KUTIPAN DOKUMEN:
Tafsir

Majaz Mursal: Kiasan yang Memperindah Al-Qur’an

3 Mins read

Di momen Idul Fitri ini, perkenankan saya secara khusus membahas bahasa yang bersumber dari sebuah bacaan paling lengkap dan indah sepanjang zaman: Al-Qur’an. Karena merupakan bacaan paling indah, tak heran kalau kitab suci umat Islam itu berisi rimba raya kata dan makna. Sebab, sebuah bacaan akan membuat pembaca nyaman berlama-lama bukan hanya karena kandungan isinya yang bernas, tapi juga stilistikanya yang menawan.

Itu pula yang dialami banyak orang ketika membaca sebuah novel. Karya sastra yang bikin betah pembacanya tidak sekadar mengandung nilai atau pelajaran yang didaktis. Lebih dari itu, harus disampaikan lewat sarana yang indah. Dulce et utile. Begitu Horatius memandang karya sastra yang paripurna. Dulce berarti sangat menyenangkan atau nikmat, dilihat dari perantinya. Sedangkan utile bermakna isinya bersifat mendidik, dipandang dari substansinya.

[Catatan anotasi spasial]
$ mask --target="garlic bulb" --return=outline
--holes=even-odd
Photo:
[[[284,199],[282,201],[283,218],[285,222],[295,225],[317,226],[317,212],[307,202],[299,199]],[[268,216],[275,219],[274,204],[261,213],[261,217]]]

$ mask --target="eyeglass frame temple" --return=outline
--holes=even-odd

* * *

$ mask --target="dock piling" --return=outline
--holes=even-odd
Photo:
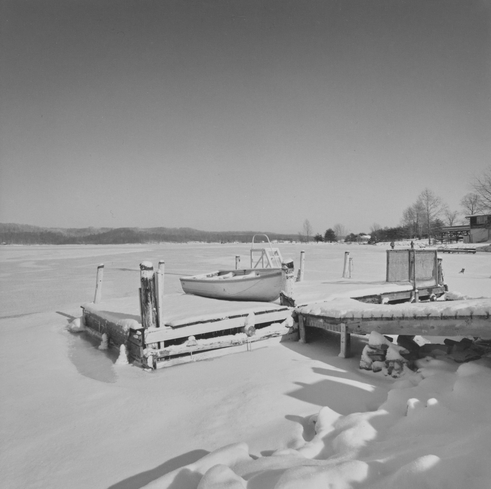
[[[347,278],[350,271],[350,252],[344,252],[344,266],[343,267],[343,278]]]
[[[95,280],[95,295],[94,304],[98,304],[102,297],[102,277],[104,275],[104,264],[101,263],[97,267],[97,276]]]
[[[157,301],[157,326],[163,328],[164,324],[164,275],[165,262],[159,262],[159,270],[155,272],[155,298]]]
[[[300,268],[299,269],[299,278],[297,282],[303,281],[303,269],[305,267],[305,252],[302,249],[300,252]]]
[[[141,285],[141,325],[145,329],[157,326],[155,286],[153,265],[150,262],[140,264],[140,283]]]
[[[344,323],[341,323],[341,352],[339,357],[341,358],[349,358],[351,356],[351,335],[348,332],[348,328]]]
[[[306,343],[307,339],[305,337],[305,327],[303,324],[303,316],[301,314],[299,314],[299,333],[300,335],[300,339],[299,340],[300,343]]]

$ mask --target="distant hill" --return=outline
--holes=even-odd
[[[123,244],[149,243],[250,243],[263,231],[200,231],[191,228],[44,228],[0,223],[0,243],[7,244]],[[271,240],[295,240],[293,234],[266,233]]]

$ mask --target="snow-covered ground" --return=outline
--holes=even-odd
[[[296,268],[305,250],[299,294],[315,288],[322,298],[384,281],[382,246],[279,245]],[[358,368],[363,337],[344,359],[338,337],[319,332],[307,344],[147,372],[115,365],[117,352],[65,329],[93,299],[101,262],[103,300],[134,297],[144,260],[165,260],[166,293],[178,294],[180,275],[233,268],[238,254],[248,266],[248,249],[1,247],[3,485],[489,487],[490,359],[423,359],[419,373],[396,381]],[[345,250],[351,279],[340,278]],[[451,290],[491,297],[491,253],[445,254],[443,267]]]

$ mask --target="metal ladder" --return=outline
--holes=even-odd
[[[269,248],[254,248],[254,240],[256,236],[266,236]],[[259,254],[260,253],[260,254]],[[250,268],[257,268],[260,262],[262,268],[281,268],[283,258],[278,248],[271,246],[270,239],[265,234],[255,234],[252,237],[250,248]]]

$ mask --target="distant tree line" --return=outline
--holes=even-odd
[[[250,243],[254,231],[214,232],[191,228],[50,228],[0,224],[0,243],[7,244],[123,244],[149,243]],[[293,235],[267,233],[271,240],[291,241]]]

DAFTAR TUGAS:
1) Salin kata demi kata bagian artikel tentang majaz mursal, dimulai dari "Di momen Idul" dan berlanjut hingga "stilistikanya yang menawan.".
2) Jawab pertanyaan berikut berdasarkan artikel tentang majaz mursal.
(a) Pada momen apa penulis membahas bahasa Al-Qur'an?
(b) Siapa yang memandang karya sastra paripurna sebagai dulce et utile?
(c) Apa makna utile menurut artikel?
Listing ini berasal dari sumber yang berbeda dengan artikel tentang majaz mursal.

KUNCI JAWABAN:
1)
Di momen Idul Fitri ini, perkenankan saya secara khusus membahas bahasa yang bersumber dari sebuah bacaan paling lengkap dan indah sepanjang zaman: Al-Qur’an. Karena merupakan bacaan paling indah, tak heran kalau kitab suci umat Islam itu berisi rimba raya kata dan makna. Sebab, sebuah bacaan akan membuat pembaca nyaman berlama-lama bukan hanya karena kandungan isinya yang bernas, tapi juga stilistikanya yang menawan.

2)
(a) Idul Fitri.
(b) Horatius.
(c) Isinya bersifat mendidik, dipandang dari substansinya.